DATA FOR PROCESSING>
-- BEGIN --

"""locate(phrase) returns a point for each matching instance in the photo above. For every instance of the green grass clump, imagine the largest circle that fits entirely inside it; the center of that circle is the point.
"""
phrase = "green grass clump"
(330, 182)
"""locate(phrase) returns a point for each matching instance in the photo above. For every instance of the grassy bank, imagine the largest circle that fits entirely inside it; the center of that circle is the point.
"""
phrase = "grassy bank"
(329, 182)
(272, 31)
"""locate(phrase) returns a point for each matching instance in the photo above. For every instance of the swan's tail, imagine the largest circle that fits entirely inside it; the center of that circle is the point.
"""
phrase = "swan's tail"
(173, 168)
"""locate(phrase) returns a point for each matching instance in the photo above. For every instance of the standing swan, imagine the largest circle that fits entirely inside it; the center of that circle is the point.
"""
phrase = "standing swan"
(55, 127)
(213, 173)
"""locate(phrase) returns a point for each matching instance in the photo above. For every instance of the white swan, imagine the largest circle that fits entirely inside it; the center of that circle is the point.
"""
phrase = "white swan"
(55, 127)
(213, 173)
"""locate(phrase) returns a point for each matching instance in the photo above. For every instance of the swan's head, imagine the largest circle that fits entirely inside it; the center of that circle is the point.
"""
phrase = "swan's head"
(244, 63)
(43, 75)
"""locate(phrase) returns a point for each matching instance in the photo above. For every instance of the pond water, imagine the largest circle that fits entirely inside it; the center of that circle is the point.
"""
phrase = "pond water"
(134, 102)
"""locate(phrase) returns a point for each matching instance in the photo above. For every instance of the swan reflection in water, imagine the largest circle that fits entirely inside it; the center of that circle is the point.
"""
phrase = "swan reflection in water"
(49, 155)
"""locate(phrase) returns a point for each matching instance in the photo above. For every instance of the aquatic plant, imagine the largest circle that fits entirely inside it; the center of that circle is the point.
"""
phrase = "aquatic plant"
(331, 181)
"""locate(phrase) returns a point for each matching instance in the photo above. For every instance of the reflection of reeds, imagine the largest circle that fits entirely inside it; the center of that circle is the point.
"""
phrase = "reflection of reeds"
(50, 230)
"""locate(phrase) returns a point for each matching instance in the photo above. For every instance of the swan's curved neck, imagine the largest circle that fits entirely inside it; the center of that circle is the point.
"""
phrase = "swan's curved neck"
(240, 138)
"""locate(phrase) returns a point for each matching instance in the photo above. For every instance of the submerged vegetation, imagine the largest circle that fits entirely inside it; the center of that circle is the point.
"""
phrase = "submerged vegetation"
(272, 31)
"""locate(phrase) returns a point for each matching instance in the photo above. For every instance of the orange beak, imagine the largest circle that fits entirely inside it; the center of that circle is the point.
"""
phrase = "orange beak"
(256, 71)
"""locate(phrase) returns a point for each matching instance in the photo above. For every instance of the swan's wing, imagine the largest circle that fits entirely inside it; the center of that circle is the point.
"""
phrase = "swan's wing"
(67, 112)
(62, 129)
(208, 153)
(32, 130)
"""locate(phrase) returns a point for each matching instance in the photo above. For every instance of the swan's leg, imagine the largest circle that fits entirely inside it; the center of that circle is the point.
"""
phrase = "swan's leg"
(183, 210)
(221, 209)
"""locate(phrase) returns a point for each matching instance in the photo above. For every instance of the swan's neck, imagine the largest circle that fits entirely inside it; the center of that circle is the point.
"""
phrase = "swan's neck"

-- END --

Reproduce the material from the line containing "swan's leg, imagine" through the last line of the material, both included, and offset every coordinate in the answer points by adding 140 to it.

"""locate(phrase) returns a point for each matching instance in the photo above. For every instance of the swan's leg, imagine the largest circle that fits entirely inside it; the center of that circle is the point.
"""
phrase = "swan's leg"
(323, 350)
(361, 349)
"""locate(phrase) returns a point for each matching instance in the photo above. For every instance of the swan's neck, imagine the largest circle that fits entirely inside it; the center of that circle is the point.
"""
phrase = "swan's neck"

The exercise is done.